***** Input records *****
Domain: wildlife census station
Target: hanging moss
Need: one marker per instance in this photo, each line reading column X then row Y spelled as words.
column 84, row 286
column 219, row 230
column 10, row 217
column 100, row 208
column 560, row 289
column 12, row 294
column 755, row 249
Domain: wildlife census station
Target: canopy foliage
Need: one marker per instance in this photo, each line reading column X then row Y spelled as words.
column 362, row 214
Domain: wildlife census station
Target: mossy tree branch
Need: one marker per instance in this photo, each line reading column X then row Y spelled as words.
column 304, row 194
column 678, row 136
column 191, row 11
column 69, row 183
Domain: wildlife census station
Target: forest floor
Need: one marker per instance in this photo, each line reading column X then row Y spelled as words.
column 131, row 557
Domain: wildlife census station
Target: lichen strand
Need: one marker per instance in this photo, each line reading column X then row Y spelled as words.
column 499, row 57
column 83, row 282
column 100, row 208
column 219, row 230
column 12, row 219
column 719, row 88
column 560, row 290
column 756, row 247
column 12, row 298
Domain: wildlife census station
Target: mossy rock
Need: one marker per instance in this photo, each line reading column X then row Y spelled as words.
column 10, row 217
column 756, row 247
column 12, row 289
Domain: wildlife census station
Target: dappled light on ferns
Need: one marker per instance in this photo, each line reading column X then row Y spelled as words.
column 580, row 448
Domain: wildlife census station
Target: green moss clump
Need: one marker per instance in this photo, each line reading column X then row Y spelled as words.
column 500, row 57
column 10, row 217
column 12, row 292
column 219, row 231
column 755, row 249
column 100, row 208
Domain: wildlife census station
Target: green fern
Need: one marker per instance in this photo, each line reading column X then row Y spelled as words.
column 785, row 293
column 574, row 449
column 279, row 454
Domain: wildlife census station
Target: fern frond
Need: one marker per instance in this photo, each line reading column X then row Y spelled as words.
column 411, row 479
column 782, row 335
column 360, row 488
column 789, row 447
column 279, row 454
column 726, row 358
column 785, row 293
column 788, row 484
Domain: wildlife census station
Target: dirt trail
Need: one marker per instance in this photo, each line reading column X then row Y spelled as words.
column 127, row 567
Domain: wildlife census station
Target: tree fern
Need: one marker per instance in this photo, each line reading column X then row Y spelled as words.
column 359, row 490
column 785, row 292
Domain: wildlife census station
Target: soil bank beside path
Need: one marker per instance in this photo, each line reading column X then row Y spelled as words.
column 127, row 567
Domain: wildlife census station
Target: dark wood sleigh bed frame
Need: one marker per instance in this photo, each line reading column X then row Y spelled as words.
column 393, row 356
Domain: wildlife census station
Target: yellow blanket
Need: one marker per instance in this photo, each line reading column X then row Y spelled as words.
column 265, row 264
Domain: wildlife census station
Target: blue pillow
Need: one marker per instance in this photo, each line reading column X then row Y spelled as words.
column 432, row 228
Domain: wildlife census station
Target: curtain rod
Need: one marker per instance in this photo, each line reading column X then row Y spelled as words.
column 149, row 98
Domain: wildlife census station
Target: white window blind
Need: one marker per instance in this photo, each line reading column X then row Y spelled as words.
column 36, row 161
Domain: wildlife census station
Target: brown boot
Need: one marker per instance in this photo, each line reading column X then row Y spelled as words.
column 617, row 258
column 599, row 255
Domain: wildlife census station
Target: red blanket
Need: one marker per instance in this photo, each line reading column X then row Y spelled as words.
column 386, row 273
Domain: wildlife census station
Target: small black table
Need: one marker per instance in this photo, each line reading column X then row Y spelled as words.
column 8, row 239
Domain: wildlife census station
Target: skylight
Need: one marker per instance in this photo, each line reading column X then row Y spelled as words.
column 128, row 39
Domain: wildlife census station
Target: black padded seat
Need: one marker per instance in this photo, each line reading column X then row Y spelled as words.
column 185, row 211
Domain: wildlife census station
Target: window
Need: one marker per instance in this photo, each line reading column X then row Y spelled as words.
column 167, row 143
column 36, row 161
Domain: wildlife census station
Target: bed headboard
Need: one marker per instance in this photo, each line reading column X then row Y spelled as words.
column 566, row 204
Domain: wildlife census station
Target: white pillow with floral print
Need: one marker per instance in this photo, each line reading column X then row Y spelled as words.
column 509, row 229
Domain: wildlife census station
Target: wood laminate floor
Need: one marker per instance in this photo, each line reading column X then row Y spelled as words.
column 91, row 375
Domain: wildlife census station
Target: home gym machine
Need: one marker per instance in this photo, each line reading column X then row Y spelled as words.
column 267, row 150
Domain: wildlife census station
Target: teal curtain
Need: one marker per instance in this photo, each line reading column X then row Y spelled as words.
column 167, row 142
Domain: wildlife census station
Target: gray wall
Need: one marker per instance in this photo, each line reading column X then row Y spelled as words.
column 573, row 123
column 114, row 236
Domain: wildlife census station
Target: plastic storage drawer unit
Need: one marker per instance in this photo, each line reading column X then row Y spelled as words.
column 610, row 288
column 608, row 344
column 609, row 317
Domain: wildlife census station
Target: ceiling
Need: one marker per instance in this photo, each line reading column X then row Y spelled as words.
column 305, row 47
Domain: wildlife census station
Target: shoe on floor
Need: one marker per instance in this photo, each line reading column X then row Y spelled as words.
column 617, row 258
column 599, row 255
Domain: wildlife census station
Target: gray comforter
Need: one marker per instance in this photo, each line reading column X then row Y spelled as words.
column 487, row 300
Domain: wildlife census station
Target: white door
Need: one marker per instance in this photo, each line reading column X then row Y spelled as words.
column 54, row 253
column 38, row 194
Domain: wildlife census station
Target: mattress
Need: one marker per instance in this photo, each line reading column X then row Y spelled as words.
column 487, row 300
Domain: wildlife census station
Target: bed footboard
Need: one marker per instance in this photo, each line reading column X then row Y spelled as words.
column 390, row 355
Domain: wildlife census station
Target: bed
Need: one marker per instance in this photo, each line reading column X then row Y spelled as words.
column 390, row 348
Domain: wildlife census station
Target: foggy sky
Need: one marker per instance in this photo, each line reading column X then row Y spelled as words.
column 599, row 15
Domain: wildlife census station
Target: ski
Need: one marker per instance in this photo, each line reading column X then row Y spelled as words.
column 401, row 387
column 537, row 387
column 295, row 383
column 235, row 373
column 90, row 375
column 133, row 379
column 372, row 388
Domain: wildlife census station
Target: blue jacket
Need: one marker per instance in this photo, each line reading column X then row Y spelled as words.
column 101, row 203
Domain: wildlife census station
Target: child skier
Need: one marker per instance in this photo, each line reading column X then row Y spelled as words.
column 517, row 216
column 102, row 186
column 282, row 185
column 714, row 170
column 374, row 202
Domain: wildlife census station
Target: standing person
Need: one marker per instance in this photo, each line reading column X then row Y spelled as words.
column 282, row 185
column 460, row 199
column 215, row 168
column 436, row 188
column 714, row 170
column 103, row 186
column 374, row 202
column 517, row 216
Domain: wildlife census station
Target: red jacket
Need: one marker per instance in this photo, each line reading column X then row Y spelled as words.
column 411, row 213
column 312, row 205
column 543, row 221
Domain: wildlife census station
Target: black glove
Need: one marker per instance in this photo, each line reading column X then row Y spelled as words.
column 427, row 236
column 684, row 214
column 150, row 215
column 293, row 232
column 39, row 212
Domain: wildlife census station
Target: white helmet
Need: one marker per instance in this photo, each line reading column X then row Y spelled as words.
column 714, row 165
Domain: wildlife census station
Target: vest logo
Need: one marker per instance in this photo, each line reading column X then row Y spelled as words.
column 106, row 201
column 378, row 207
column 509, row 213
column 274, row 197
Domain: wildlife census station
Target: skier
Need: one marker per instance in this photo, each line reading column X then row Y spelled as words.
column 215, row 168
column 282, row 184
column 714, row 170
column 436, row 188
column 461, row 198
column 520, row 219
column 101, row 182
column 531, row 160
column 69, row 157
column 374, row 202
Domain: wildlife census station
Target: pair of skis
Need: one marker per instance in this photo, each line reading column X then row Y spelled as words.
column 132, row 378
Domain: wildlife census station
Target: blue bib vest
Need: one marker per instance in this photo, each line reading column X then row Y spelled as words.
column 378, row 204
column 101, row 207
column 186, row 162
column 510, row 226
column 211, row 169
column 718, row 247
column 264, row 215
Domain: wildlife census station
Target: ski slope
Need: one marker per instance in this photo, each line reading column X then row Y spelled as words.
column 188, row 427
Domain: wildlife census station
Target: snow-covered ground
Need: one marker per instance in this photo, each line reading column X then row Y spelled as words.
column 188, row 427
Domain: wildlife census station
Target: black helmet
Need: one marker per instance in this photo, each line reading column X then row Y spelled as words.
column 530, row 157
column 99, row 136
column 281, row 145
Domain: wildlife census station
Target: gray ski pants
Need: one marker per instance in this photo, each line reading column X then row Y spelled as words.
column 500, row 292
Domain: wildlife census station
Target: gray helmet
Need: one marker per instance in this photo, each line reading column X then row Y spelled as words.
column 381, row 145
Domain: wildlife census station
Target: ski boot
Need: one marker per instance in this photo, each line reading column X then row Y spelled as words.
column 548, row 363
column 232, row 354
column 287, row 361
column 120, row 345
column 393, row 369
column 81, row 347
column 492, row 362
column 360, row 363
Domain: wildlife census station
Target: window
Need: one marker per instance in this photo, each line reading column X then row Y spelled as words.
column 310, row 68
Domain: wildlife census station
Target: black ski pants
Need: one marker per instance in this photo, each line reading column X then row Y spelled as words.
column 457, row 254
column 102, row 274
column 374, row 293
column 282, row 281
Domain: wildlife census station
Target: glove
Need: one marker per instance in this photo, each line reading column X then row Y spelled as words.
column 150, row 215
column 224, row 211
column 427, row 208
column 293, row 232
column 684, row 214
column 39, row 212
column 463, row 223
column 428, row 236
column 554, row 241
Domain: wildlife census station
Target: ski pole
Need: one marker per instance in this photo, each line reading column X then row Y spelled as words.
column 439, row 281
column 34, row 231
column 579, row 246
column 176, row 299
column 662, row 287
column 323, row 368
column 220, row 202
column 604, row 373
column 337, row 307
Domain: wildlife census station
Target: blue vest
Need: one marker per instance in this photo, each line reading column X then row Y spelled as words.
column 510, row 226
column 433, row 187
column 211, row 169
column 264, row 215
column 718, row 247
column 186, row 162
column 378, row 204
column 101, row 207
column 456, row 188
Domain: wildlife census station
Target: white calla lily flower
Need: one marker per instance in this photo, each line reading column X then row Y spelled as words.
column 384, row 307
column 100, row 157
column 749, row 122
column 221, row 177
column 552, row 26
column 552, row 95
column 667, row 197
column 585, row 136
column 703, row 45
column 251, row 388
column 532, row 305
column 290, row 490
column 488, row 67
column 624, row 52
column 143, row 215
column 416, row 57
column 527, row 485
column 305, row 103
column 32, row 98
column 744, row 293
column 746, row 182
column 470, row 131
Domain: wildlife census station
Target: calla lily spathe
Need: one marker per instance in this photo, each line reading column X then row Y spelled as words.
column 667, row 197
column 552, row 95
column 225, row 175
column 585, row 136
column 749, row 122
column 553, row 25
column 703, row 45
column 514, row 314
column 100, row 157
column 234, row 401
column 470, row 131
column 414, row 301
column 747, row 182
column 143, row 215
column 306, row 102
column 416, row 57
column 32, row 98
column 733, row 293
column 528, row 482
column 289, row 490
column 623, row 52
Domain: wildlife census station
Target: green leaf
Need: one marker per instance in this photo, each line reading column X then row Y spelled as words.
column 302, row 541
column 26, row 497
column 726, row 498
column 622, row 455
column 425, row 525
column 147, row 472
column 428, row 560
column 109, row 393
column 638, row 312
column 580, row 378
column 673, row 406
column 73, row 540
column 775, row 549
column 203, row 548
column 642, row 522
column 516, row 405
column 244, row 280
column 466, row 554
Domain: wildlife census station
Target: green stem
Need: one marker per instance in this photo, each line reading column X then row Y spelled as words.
*****
What you have to do
Of the entries listed above, reproduce only the lines starting at the line containing "Target: dirt trail" and ending at the line containing "Target: soil bank beside path". Include both, exactly as they stand.

Output of the task
Target: dirt trail
Need: one marker per instance in this photo, each line reading column X then row Y spelled as words.
column 127, row 567
Domain: wildlife census station
Target: tree fern
Need: one marker per instance in this photo, each line reading column X then row Y spelled as words.
column 359, row 490
column 785, row 292
Domain: wildlife census station
Target: soil bank beside path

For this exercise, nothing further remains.